• Okuma Metni:
==========

Örgütsel Liderlik ile ilgili beklenti ve alakanın bu kadar fazla olmasında 21.yy hızlı dünyasının büyük etkisi vardır. Bu yeni dünya; sınırların kalktığı, rekabetin her an hissedildiği, 10 yıl öncesine göre birim zamanda daha çok verinin işlendiği, her adımın sensörler vasıtasıyla izlendiği ve neredeyse anlık raporlandığı, belirli bir kaba sığamayacak haldedir.
Hemen hemen her konvansiyonel endüstri kendisini yeni bir forma dönüştürmüştür. Yazılı basın, yazılım geliştirme, reklamcılık, şans oyunları, eğitim-öğretim dünyası, kamu hizmetleri, ödeme sistemleri, ulaşım sistemleri, haberleşme ve daha bir çoğu… Bu yüzyılın değişime olan ihtiyacındanki öncelik; ona adaptasyonu, pozisyon almayı ve söz söylemeyi gerektiriyor. Değişim ihtiyacının sonucu ile liderliğin ortaya çıktığı düşünülürse, süreç ancak liderin rehberliği eşliğinde atlatılabilecektir.

==========

• Gösterilen Veriler:

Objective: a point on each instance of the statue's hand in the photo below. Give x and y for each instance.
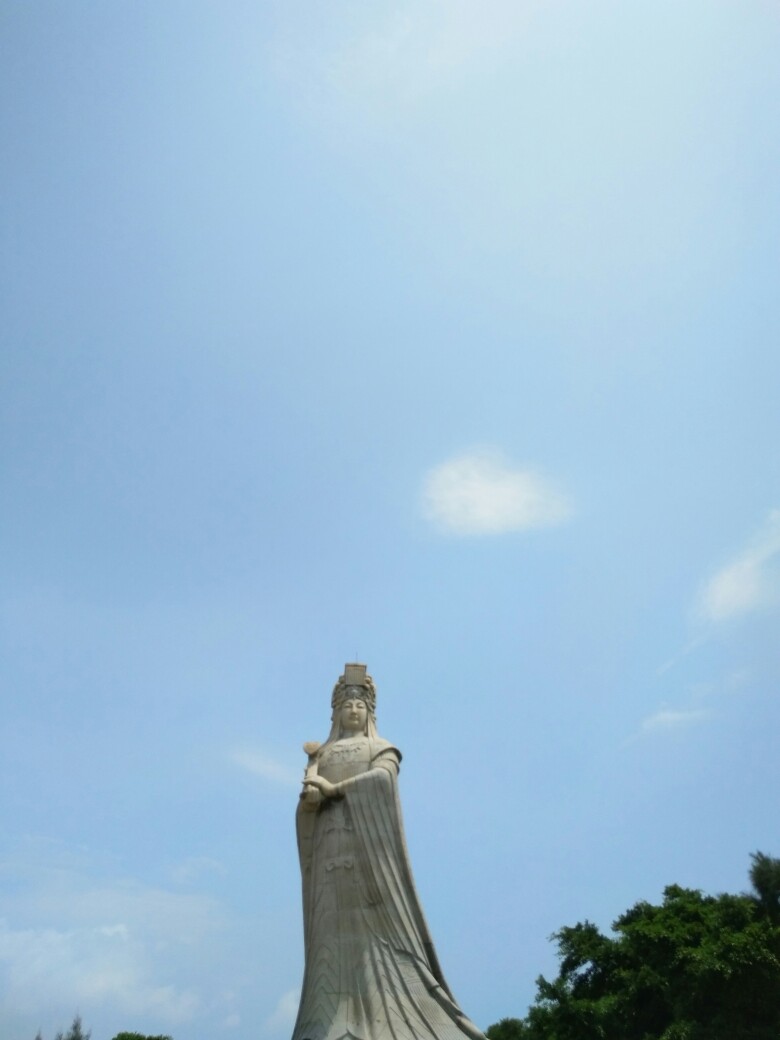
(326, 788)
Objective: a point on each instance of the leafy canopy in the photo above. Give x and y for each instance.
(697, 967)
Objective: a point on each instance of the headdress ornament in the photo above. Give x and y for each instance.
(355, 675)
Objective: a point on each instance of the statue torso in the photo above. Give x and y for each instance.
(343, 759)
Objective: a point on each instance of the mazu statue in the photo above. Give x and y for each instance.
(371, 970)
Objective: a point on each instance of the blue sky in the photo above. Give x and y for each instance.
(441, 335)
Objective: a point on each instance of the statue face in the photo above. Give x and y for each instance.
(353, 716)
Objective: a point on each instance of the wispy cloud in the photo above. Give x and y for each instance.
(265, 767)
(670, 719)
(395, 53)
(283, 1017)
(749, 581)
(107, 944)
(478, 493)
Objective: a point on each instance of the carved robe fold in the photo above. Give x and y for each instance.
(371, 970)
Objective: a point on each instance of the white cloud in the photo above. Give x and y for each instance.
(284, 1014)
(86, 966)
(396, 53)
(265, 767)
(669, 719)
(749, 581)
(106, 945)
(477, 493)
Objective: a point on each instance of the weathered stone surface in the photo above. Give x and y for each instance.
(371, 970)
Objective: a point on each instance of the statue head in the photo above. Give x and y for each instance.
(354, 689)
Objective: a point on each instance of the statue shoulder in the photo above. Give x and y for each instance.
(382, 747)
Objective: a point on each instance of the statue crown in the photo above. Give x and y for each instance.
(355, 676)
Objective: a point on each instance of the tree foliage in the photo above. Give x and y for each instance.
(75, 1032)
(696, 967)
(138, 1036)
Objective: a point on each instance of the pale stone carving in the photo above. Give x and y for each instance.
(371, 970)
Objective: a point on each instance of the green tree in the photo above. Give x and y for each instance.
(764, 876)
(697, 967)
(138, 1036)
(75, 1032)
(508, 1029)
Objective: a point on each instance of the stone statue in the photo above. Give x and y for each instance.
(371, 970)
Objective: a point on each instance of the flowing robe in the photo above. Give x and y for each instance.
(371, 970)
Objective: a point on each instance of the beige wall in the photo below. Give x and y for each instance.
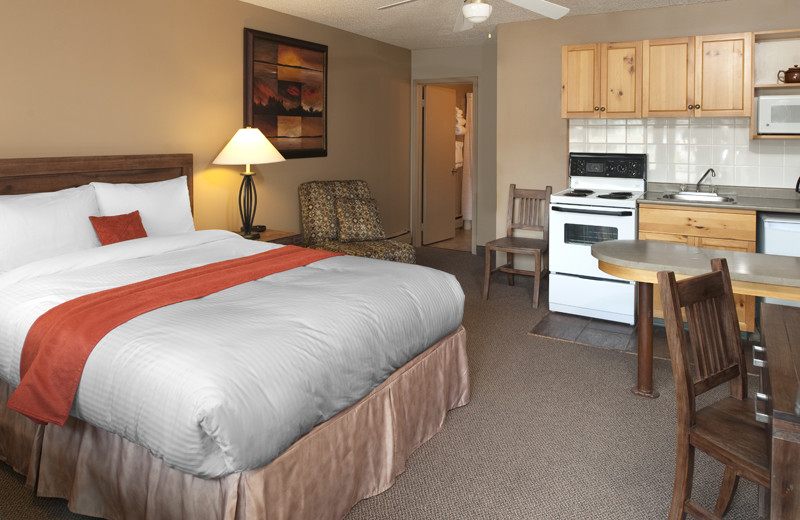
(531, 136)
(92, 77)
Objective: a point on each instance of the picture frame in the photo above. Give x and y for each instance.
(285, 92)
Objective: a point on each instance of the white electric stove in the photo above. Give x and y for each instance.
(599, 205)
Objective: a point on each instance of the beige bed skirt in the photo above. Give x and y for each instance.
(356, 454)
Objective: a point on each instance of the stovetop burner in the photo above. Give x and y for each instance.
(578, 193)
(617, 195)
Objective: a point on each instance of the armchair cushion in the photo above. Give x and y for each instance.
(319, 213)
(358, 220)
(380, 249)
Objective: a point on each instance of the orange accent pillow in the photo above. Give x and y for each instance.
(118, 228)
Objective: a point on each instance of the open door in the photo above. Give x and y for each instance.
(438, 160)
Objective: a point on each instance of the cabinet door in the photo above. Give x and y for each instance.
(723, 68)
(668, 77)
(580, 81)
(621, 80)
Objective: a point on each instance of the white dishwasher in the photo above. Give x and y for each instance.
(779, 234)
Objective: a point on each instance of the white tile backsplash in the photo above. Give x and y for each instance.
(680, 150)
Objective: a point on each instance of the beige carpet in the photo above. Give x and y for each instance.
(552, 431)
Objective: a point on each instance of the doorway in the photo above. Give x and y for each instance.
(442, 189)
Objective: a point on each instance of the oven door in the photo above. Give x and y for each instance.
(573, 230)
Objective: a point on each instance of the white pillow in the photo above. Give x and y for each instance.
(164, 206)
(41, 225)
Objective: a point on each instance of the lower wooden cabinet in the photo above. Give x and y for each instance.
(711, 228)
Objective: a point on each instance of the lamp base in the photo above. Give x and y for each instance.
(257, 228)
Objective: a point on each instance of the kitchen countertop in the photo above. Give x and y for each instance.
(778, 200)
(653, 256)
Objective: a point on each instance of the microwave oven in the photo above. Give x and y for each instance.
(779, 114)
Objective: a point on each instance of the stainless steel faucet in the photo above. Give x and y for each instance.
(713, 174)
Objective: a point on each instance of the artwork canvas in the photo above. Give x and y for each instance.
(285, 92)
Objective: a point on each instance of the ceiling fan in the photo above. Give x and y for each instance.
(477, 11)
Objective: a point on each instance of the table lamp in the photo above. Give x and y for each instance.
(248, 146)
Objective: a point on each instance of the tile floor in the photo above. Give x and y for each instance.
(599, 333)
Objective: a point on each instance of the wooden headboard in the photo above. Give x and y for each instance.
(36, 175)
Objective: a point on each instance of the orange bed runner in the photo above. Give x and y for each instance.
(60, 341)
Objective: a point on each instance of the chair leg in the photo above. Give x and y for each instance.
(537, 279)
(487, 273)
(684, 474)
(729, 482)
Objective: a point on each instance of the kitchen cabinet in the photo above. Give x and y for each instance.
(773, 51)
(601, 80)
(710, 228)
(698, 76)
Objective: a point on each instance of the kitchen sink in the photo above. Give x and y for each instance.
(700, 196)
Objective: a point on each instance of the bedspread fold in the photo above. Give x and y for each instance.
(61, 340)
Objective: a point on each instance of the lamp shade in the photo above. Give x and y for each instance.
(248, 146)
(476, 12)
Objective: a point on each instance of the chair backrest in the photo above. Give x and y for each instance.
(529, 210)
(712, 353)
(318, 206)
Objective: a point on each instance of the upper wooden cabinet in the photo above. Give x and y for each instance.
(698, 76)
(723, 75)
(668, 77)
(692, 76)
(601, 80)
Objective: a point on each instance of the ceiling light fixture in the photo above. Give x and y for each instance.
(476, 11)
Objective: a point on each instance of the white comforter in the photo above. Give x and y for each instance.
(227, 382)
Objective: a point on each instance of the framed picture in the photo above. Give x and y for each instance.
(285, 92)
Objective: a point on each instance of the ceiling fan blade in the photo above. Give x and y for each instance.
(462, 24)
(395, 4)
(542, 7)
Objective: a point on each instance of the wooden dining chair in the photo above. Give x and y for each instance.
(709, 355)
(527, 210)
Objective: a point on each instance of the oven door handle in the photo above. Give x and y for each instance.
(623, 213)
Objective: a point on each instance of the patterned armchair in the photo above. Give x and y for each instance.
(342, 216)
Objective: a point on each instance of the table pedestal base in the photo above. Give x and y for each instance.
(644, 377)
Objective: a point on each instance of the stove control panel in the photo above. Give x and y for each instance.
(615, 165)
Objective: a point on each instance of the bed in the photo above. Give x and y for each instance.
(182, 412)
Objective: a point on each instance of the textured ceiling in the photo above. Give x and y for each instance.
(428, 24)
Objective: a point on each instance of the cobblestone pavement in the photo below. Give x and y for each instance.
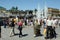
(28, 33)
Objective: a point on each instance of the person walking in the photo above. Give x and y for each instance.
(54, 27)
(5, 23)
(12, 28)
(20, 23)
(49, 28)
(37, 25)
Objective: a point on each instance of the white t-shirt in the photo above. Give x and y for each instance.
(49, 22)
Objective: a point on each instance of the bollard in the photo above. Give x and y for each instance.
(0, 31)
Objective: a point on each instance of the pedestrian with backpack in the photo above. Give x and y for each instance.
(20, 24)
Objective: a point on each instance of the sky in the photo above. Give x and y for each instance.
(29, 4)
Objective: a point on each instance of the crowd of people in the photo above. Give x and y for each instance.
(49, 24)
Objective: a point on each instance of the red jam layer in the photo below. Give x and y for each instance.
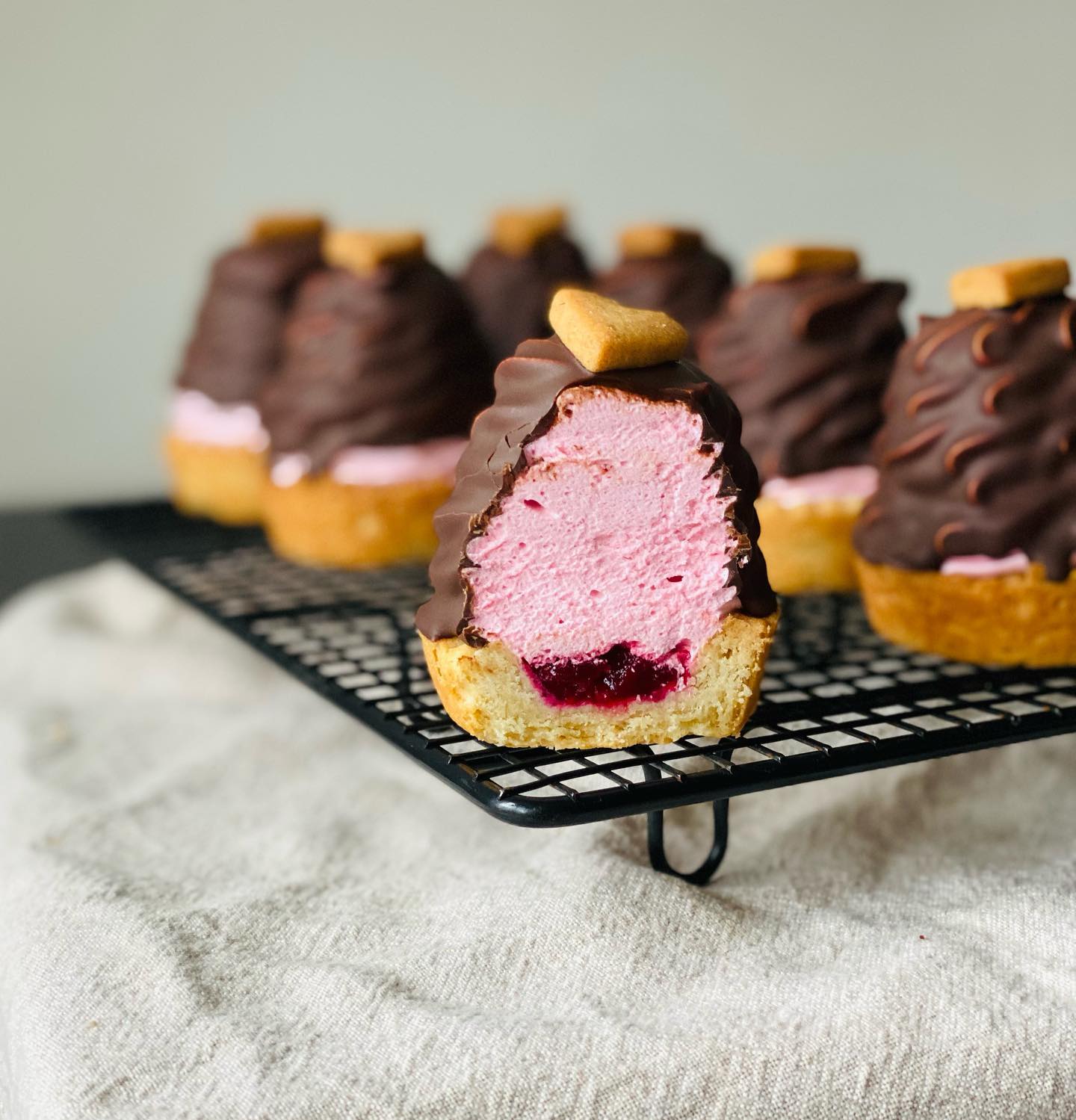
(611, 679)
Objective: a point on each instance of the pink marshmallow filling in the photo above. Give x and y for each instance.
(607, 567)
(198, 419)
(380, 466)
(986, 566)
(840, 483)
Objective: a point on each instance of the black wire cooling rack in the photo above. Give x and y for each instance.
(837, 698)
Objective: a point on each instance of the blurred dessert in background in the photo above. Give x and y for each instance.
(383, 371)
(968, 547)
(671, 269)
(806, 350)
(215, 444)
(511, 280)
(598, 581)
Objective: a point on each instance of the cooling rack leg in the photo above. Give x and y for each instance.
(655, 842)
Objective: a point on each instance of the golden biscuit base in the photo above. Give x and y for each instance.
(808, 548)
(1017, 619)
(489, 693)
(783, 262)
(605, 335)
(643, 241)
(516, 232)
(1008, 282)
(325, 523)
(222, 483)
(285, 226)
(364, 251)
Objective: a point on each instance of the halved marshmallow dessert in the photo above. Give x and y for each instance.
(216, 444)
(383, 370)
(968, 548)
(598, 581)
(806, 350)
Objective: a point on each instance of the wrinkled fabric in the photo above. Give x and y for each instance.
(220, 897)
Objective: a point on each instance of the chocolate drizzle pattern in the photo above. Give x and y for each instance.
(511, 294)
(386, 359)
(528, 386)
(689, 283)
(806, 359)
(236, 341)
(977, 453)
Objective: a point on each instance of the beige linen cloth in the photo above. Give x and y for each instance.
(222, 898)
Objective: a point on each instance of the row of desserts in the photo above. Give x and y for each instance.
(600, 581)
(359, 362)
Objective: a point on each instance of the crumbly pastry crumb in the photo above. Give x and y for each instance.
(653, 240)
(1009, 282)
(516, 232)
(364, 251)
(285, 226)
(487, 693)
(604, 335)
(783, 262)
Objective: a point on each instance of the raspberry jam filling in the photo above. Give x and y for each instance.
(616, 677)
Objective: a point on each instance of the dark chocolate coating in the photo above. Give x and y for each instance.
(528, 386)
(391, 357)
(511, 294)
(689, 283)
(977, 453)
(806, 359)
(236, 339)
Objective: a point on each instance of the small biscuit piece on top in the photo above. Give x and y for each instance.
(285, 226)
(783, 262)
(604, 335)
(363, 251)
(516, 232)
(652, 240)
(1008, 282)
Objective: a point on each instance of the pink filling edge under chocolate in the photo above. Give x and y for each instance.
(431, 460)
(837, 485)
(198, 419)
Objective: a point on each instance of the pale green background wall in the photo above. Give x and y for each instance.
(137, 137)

==========

• Yönerge 1:
Okuma metnine göre aşağıdaki soruları yanıtlayın.
(a) Örgütsel liderliğe yönelik beklenti ve alakanın bu kadar fazla olmasında neyin büyük etkisi vardır?
(b) Yeni dünyada her adım ne vasıtasıyla izlenmektedir?
(c) Değişim ihtiyacının getirdiği süreç nasıl atlatılabilecektir?
• Yönerge 2: Okuma metnini iki cümleyle özetleyin.
• Yönerge 3: Örgütsel liderlik üzerine olan okuma metnini kaldığı yerden sürdürün.
Buradaki veriler okuma metniyle ilgili değildir.

• Yazılı Yanıt 1:
(a) 21. yüzyılın hızlı dünyasının.
(b) Sensörler vasıtasıyla.
(c) Ancak liderin rehberliği eşliğinde.

• Yazılı Yanıt 2: Sınırların kalktığı, rekabetin her an hissedildiği ve her adımın izlenip neredeyse anlık raporlandığı 21. yüzyıl dünyası, örgütsel liderliğe duyulan beklenti ve alakayı artırmıştır. Hemen hemen her konvansiyonel endüstri kendini yeni bir forma dönüştürmüştür ve değişim ihtiyacının getirdiği süreç ancak liderin rehberliğiyle atlatılabilecektir.

• Yazılı Yanıt 3:
Artan rekabet ve değişimin hızı, kurumları hızlıca adapte olmaya zorluyor. Bu kimi zaman kurum içi dinamiklerle mümkün iken, kimi zaman da piyasa tarafından talep ediliyor. İşte bu anlarda ortaya çıkan lider ihtiyacı ki doğal olanıdır, dönüşümünü sistemle uyumlu şekilde bütünleşip sonuca gitmektedir. Ancak içsel bir liderlik talebi, aynı zamanda kronik kaosun, sistemsel problemin de işaretidir. Bu sebeple sık “liderlik söylenmesi”, durumun pek de iyi olmadığına işarettir.
Big data ve cloud computing çözümlerinin son zamanlarda kat ettiği yol, bilginin alenileşmesi sürecine katkı sunmuştur. Big data ile yapısal olmayan verilerin de sorgulanabilir bir düzlemde incelenebiliyor olması, önceden anlamsız diye varsayılan farklı veri yığınlarını (veri ambarı, veri madenciliği v.s) anlamlı bilgi dizini haline dönüştürebilmiştir.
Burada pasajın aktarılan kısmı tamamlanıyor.